● **WORK ORDER**
Beginning with the line that contains "hey so can you find the green foliage" in the material below, print each line exactly until the line that contains "hey so can you find the single" has been printed, then stop.

● **MATERIALS PROVIDED**
|---|
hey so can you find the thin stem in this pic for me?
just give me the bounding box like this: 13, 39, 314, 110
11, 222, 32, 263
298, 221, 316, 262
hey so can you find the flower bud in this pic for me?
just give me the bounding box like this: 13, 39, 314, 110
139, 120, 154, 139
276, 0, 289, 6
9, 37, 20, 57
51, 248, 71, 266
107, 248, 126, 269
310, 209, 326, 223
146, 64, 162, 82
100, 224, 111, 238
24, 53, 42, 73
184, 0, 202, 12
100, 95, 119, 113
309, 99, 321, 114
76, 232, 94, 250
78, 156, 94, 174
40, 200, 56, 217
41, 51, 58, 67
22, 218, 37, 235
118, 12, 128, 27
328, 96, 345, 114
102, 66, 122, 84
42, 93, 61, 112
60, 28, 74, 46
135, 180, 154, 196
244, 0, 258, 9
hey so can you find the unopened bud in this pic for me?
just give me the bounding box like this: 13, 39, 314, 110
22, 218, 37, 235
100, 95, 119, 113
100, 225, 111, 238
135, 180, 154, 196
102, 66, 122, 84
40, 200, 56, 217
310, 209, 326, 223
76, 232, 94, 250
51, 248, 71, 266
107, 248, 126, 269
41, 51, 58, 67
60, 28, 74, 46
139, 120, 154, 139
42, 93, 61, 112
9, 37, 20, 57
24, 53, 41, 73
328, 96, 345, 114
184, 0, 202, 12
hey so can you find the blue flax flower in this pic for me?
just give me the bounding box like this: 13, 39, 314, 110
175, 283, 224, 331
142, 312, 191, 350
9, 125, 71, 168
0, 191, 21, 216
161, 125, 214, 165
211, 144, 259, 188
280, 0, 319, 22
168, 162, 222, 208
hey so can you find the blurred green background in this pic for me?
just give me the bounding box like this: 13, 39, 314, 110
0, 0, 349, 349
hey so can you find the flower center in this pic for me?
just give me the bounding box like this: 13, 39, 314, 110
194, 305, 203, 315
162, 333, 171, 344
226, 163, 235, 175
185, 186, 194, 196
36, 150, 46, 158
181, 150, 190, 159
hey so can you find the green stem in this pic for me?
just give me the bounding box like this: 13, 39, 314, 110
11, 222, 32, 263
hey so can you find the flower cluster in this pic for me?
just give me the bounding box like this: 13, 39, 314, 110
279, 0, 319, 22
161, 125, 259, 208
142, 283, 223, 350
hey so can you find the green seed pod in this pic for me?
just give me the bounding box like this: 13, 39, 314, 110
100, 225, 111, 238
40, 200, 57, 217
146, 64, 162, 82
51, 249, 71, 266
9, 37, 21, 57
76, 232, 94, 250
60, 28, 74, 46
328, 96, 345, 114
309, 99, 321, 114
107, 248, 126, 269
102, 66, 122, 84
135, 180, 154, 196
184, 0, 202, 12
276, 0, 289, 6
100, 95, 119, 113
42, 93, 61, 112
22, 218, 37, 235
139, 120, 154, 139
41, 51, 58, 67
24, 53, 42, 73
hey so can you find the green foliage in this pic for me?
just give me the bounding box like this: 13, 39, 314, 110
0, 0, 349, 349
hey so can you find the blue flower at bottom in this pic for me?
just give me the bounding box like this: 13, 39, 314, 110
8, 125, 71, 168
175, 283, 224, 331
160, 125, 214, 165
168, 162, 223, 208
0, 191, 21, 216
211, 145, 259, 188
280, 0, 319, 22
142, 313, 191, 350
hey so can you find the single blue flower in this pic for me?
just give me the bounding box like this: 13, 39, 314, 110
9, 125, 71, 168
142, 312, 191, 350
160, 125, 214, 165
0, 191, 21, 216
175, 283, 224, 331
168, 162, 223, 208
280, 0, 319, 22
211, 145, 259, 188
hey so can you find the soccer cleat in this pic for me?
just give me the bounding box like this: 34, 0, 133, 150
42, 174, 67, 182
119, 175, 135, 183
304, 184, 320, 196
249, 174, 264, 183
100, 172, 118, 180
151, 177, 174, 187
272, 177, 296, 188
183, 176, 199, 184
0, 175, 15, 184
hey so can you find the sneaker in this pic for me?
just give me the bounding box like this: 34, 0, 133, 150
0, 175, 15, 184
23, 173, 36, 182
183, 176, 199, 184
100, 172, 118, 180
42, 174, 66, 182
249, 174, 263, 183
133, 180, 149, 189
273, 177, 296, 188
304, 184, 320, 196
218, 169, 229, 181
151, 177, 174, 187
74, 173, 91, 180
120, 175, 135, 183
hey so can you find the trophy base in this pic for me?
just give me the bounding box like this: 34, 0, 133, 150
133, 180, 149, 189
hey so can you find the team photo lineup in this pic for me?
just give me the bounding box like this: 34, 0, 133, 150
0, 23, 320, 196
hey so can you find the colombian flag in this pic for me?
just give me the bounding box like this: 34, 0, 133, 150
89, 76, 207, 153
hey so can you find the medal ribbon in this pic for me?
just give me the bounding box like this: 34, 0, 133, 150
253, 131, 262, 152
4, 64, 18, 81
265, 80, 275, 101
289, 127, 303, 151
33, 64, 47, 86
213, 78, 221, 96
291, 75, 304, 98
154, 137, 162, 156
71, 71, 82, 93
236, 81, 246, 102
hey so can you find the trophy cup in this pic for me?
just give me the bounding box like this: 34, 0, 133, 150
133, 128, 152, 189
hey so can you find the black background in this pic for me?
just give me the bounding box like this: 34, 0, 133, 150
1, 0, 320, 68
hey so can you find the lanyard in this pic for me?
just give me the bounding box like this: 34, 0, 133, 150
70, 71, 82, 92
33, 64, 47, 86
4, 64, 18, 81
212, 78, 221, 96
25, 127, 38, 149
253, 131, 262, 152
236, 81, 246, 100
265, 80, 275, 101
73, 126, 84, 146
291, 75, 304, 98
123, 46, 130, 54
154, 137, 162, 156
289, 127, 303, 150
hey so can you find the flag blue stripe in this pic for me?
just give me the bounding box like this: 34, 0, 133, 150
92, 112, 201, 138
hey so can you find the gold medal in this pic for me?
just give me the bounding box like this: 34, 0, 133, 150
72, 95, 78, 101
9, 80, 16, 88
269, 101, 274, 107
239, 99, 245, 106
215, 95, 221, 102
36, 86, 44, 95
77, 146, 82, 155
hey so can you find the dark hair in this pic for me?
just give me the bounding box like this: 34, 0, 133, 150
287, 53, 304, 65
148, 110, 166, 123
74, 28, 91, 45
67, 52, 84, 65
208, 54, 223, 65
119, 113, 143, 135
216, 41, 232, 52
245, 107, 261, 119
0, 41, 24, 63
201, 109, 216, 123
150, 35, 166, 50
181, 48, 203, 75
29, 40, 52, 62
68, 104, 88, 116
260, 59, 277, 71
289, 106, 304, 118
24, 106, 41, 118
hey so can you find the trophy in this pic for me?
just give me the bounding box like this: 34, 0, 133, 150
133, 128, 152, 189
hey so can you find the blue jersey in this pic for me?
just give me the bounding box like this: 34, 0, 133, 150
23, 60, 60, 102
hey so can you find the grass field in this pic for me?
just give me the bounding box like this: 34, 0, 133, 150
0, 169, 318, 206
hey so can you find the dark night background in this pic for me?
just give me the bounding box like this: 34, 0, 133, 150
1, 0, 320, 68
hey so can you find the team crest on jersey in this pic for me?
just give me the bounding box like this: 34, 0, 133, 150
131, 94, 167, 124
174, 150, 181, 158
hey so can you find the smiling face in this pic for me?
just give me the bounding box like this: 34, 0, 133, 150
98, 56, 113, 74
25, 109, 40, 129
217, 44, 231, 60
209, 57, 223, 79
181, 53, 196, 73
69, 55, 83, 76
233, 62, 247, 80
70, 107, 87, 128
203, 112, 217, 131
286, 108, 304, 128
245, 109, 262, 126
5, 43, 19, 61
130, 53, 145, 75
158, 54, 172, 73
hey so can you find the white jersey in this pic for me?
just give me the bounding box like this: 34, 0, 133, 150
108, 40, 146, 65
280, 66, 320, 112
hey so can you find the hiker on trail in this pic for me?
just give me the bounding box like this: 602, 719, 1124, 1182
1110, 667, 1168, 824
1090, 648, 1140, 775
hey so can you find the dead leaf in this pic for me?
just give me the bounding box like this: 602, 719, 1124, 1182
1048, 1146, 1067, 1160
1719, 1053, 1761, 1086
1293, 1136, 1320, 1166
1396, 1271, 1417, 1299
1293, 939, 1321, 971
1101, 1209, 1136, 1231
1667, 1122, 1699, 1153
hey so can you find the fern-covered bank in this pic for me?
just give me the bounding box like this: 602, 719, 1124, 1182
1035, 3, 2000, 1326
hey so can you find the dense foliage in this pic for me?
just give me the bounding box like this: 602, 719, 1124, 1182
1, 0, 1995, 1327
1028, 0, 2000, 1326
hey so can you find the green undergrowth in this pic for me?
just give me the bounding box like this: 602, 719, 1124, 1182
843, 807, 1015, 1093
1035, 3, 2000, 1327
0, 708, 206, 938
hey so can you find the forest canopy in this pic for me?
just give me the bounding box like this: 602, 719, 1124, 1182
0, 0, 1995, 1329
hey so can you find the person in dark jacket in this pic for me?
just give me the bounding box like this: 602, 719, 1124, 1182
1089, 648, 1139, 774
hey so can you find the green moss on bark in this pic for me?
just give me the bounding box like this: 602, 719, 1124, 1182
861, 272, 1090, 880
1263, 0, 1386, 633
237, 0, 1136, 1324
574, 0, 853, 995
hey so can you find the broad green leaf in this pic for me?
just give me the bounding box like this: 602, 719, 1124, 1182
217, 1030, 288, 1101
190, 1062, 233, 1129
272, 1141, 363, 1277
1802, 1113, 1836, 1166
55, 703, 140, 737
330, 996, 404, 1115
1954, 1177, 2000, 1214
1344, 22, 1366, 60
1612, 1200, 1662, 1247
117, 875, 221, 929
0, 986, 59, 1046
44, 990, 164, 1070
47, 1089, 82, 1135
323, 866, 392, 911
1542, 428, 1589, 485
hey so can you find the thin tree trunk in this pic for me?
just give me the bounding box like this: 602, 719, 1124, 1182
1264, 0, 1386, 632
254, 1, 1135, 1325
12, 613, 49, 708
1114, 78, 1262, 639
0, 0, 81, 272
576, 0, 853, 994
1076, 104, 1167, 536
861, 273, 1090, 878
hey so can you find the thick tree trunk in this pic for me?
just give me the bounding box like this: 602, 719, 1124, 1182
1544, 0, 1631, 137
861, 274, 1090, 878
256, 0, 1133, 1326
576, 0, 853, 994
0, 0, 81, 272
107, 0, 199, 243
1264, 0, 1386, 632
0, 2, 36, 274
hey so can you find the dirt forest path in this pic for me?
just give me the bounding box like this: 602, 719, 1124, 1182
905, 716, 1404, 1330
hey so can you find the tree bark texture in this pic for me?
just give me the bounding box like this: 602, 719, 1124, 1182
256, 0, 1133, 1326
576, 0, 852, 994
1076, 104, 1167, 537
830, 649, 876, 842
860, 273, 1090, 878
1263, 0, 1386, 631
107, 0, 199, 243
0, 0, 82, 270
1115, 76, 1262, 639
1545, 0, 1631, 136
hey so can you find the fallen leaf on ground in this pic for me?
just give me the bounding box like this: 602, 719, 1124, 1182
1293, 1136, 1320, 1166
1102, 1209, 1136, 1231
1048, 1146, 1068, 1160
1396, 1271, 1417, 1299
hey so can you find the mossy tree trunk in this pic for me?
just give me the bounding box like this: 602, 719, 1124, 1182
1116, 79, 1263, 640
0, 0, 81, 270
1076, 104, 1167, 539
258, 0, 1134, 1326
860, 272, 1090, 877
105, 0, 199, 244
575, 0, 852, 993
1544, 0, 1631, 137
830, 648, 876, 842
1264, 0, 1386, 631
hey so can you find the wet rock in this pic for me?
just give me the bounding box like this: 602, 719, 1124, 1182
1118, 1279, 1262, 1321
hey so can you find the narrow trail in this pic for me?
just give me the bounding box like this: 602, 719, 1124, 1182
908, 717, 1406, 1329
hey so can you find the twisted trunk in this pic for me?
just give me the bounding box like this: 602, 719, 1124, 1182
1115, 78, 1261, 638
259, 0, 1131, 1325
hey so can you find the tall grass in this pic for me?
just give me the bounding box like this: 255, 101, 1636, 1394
|---|
● **EXPECTED ANSWER**
hey so can you find the green foliage in this pic for me?
just give me the bounding box like this: 13, 39, 314, 110
0, 0, 349, 349
hey so can you find the blue flower at bottom in this pic for me?
just give me the bounding box like this: 13, 39, 314, 110
8, 125, 71, 168
175, 283, 224, 331
160, 125, 214, 165
168, 162, 223, 208
0, 191, 21, 216
211, 145, 259, 188
280, 0, 319, 22
142, 313, 191, 350
hey so can you find the single blue flower in this pic for me?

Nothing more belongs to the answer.